Problem requirements
Return each line of the data below verbatim; pictures are to be left out.
-------- Task inputs --------
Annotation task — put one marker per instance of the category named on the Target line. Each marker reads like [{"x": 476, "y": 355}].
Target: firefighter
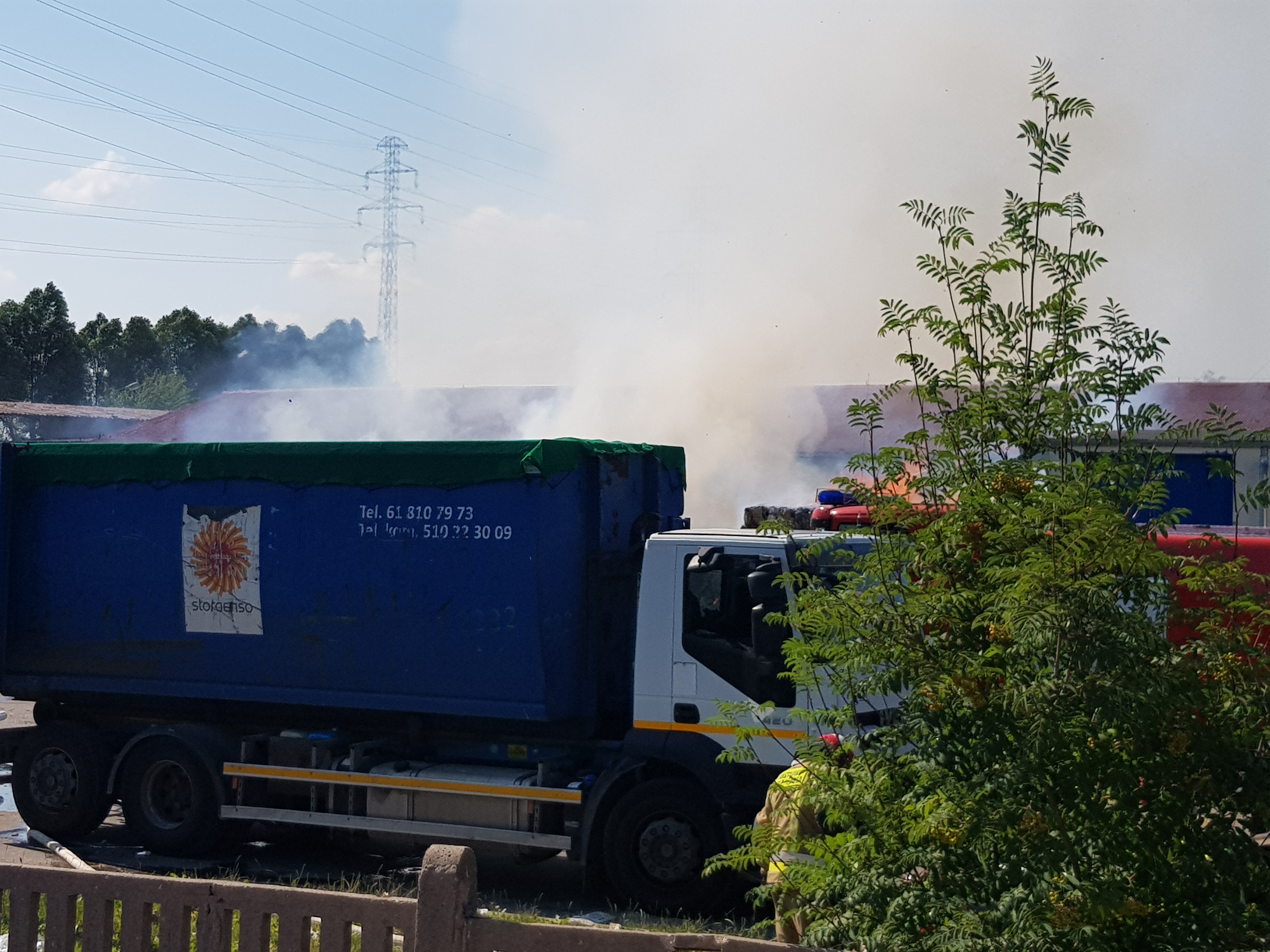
[{"x": 789, "y": 818}]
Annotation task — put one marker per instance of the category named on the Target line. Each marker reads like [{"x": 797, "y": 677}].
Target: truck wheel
[
  {"x": 657, "y": 842},
  {"x": 59, "y": 780},
  {"x": 169, "y": 799}
]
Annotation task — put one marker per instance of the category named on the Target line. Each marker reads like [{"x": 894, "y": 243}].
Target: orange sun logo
[{"x": 220, "y": 558}]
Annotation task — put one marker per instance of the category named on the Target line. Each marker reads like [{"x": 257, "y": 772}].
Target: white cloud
[
  {"x": 92, "y": 184},
  {"x": 328, "y": 266}
]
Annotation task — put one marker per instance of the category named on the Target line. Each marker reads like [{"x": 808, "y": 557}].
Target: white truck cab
[{"x": 701, "y": 638}]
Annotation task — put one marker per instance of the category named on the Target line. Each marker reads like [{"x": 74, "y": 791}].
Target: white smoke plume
[{"x": 719, "y": 215}]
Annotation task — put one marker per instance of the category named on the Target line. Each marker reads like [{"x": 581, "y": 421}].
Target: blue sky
[{"x": 614, "y": 190}]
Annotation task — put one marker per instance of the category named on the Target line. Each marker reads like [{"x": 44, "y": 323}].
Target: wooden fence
[{"x": 100, "y": 912}]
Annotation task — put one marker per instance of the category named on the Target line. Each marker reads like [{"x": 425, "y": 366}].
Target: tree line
[{"x": 167, "y": 364}]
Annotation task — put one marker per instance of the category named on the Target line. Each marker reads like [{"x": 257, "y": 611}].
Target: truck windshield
[{"x": 723, "y": 630}]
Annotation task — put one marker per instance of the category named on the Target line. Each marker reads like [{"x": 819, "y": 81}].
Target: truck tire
[
  {"x": 169, "y": 799},
  {"x": 59, "y": 780},
  {"x": 657, "y": 842}
]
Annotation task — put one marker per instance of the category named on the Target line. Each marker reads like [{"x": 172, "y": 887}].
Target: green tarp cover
[{"x": 399, "y": 464}]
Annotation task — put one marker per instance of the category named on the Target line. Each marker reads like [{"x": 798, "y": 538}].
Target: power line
[
  {"x": 169, "y": 111},
  {"x": 390, "y": 171},
  {"x": 136, "y": 38},
  {"x": 211, "y": 228},
  {"x": 173, "y": 166},
  {"x": 389, "y": 40},
  {"x": 384, "y": 56},
  {"x": 353, "y": 79},
  {"x": 131, "y": 256},
  {"x": 91, "y": 105},
  {"x": 201, "y": 177},
  {"x": 183, "y": 215}
]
--------
Complete answer
Annotation task — put one marker per instance of the category named on the Target line. Each marker reads like [{"x": 476, "y": 355}].
Target: firefighter
[{"x": 789, "y": 818}]
Annotation task — put one marker per instance of the category named on the Target line. Each marker reads like [{"x": 797, "y": 677}].
Target: truck wheel
[
  {"x": 657, "y": 842},
  {"x": 59, "y": 780},
  {"x": 169, "y": 799}
]
Annotation task — put one marker per instance of the category named on the Target line. Each marker reads like [{"x": 894, "y": 243}].
Target: orange sun logo
[{"x": 220, "y": 558}]
Annotation task — put one marker per instance of the category named on the Target line. Each marker reads like [{"x": 257, "y": 772}].
Target: white cloud
[
  {"x": 92, "y": 184},
  {"x": 328, "y": 266}
]
Annotation task — put one marker per instance of the category named on the Target line. Each marker reads like [{"x": 808, "y": 557}].
Target: white truck cab
[{"x": 701, "y": 638}]
Annotation task — put one marker per instance of the category named on the Target line. Each marker reads like [{"x": 74, "y": 791}].
Target: white smoke plume
[{"x": 719, "y": 215}]
Annotation task — put one marker per instance of the category named on the Target line. Each marker reads like [{"x": 581, "y": 421}].
Target: blue sky
[{"x": 614, "y": 190}]
Annotation task — put one marker per instance of the category named on the Target line. Each marker reads like [{"x": 44, "y": 323}].
Target: wooden fence
[{"x": 100, "y": 912}]
Annotation task — put one marker per instance of the category named on the Target line. Each marker reads like [{"x": 425, "y": 366}].
Target: tree line
[{"x": 167, "y": 364}]
Annotation task — put one marker per instance of the category named on the Target line. Each marker reads like [{"x": 257, "y": 611}].
Target: truck windshield
[{"x": 723, "y": 630}]
Annotation task — put one marker per instance of the category named on the Target line. Each marker reads like [{"x": 819, "y": 81}].
Target: truck tire
[
  {"x": 169, "y": 799},
  {"x": 59, "y": 780},
  {"x": 657, "y": 842}
]
Annotation task — put one marker per instance of the category named on the Target line. Each marker reads like [{"x": 172, "y": 887}].
Target: green tarp cover
[{"x": 399, "y": 464}]
Annotation task — put one marker per instance of the category named on the Target line. Each marker reads like [{"x": 798, "y": 538}].
Target: power line
[
  {"x": 169, "y": 111},
  {"x": 390, "y": 171},
  {"x": 136, "y": 38},
  {"x": 211, "y": 228},
  {"x": 173, "y": 166},
  {"x": 389, "y": 40},
  {"x": 384, "y": 56},
  {"x": 353, "y": 79},
  {"x": 131, "y": 256},
  {"x": 91, "y": 105},
  {"x": 201, "y": 177},
  {"x": 183, "y": 215}
]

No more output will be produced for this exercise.